Exercise: Write the next part of the blog post about walking the Relay for Life survivor's lap, starting after its final line.

Extracted text:
* * *
Yes, this day means something to a whole lot of folks. But every year, in the late afternoon of September 11th, if you see me grinning like a fool, you'll know why.


Sunday, September 4, 2016

The one where I get my purple shirt

This year I participated in my first Relay for Life event as a survivor.
Let me tell you a little story...

This might sound a little cliche, and borderline trite, but stay with me. When I was going through chemo, in some of the very worst moments, I would picture myself walking the Survivor's Lap at a Relay for Life event. I would see myself wearing one of the coveted purple t-shirts, walking the survivor's lap, smiling and waving at my friends and family, knowing that it was all done and I made it. This daydream was the carrot at the end of my chemo stick. My mind was made up and I was going to get me one of those damned purple t-shirts.

There was a Relay event during the summer of 2015, but I didn't feel comfortable participating because there wasn't definitive proof the chemo had worked and I couldn't be sure the cancer was gone. I couldn't bring myself to wear the purple shirt if I didn't know for certain that I was a survivor. Surviving is one thing, but being a survivor is quite another.

On June 18th, 2016 I walked my lap wearing my purple shirt. I smiled and waved like I was frickin' Miss America. I waved to my family, my friends, my doctors and nurses. I smiled at other survivors. Hell, I even smiled at strangers.


Me and  my caregiver (AKA, my husband, Ben) kicking off the survivors lap.
* * *
[Records from a data collection]
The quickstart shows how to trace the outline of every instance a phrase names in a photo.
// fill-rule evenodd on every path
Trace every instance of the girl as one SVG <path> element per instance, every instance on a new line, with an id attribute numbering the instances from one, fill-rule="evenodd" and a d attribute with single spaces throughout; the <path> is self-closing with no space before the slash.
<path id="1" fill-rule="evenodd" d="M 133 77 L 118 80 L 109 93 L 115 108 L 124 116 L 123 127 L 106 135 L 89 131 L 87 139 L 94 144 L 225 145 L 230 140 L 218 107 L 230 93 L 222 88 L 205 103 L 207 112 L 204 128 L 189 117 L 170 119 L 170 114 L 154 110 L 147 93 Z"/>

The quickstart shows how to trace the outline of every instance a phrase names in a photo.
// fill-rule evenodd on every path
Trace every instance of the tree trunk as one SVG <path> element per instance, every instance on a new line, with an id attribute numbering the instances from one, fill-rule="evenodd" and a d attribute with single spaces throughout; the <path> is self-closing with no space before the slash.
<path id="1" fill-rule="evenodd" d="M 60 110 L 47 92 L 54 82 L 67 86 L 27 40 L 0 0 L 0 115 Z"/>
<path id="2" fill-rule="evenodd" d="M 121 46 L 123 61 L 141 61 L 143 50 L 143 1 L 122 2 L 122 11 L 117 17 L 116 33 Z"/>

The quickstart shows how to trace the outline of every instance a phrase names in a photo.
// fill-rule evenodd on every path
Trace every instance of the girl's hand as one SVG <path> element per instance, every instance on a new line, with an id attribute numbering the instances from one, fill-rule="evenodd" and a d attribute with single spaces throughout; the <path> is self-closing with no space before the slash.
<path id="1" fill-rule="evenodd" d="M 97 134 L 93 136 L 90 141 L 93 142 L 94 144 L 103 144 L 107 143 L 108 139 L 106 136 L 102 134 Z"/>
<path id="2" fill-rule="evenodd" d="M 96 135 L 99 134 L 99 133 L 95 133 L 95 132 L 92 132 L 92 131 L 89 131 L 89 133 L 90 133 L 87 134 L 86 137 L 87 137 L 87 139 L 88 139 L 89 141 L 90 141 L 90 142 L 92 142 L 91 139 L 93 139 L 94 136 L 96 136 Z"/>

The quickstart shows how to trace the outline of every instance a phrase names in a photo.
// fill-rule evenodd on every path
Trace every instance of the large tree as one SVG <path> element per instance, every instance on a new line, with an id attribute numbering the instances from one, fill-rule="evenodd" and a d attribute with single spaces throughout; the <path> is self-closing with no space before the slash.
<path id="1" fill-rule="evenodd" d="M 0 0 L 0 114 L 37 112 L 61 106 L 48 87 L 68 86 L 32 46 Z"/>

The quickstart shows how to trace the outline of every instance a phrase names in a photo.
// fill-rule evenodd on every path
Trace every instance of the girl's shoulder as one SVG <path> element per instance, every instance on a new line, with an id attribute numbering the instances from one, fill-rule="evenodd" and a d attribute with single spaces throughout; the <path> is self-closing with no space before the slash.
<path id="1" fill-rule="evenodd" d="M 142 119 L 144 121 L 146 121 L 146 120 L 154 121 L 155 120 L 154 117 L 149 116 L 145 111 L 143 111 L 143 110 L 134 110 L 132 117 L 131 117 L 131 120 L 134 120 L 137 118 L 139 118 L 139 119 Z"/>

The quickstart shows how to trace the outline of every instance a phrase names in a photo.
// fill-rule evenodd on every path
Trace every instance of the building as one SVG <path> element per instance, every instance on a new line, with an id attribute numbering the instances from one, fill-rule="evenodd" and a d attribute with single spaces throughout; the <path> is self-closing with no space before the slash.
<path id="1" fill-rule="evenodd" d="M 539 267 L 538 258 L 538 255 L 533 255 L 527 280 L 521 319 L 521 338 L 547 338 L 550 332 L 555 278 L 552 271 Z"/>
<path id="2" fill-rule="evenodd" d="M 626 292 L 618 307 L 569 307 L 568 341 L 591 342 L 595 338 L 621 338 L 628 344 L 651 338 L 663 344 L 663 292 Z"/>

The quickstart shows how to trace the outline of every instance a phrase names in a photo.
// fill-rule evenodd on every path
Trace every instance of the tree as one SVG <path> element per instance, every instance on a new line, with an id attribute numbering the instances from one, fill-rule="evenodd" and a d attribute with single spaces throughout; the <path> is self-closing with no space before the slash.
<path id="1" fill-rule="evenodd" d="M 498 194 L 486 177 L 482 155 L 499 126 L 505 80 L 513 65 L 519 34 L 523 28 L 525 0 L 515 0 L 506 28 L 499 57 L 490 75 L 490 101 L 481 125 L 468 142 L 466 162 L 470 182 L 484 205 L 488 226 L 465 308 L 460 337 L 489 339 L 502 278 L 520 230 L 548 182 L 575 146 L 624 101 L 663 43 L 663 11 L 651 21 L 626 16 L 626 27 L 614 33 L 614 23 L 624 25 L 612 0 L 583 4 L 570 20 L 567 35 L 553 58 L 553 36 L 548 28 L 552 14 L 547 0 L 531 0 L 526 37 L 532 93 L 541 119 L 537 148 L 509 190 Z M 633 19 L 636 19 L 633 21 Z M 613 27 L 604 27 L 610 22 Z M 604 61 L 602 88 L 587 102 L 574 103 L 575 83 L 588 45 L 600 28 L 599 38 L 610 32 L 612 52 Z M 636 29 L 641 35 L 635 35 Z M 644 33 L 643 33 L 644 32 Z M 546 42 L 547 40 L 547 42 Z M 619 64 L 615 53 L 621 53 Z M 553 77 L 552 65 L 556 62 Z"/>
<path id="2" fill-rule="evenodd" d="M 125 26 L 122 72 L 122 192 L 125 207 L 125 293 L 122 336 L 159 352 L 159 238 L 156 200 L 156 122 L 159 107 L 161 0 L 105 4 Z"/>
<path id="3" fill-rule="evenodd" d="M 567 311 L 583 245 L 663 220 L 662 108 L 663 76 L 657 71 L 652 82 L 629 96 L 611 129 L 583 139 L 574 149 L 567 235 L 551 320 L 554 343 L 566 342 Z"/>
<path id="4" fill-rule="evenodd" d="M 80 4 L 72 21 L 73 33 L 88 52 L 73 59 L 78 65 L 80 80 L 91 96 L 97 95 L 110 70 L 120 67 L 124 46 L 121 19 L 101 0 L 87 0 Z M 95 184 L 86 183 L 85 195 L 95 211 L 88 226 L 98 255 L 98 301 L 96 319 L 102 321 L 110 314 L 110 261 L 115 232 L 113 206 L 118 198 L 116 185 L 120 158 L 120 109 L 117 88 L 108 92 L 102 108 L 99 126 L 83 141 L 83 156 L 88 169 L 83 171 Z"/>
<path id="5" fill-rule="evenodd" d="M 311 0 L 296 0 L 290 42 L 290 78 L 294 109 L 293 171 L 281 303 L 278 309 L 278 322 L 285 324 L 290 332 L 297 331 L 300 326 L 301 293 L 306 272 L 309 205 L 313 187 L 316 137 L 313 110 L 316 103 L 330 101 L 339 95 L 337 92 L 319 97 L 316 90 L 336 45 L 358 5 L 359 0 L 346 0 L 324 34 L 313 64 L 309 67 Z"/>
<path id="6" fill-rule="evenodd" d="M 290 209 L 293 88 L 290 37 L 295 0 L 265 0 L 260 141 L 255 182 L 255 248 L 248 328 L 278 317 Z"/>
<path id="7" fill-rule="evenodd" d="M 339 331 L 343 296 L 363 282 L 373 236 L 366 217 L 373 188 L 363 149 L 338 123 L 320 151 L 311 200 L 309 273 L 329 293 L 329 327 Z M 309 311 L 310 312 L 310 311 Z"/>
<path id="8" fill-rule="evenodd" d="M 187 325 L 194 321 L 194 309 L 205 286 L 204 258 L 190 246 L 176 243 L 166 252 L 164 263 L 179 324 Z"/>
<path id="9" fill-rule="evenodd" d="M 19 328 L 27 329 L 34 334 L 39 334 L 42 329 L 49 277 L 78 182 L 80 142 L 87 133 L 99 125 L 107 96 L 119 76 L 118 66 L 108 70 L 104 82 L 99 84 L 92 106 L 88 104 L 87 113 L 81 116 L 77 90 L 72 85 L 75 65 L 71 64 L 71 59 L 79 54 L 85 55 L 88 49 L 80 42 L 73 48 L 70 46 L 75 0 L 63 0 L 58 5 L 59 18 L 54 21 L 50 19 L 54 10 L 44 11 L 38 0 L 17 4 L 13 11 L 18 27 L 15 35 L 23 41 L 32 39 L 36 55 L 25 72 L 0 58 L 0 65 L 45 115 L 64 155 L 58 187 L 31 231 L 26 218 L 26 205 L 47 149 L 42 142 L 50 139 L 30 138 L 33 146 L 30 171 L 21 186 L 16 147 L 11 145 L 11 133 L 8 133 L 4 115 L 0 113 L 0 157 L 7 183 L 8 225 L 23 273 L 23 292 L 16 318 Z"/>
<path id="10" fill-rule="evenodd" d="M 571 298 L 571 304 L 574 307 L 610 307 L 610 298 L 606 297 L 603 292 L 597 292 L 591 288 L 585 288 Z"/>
* * *
Solved problem:
Here I am, waving and grinning like a fool! (...if you look right behind me, you can see my oncologist. Pretty cool that he was right behind me. Serendipitous and lovely.)

Me and my oncology nurse, Lisa. She coached me through my treatment and is nothing short of amazing. 

Me and two Lincoln Police officers, I may have gotten a little camera happy on my first lap!

In addition to the survivor's lap, which is emotional in its own way, there is the luminary lap. This takes place after dark, with all of luminaria lit. There is total silence except for a lone bagpiper playing Amazing Grace. Yeah. It's just as much of punch to heart as you think it is. This is the time for remembering those we lost and being immeasurably grateful for those still with us. This lap is powerful in a way that I have a tough time describing. I might have actually felt all of the emotions on the spectrum - even if only for an instant, I am pretty sure I felt each and every single emotion.
Me, the hubs, and the kid. I am so lucky and grateful.

Now, I would be remiss if I didn't tout the virtues of the outstanding members of my relay for life team. These folks took time out of their lives to join me in raising funds and awareness in hopes of getting us one step closer to a world without cancer. They supported me during my treatment, and they support me still...it's pretty amazing.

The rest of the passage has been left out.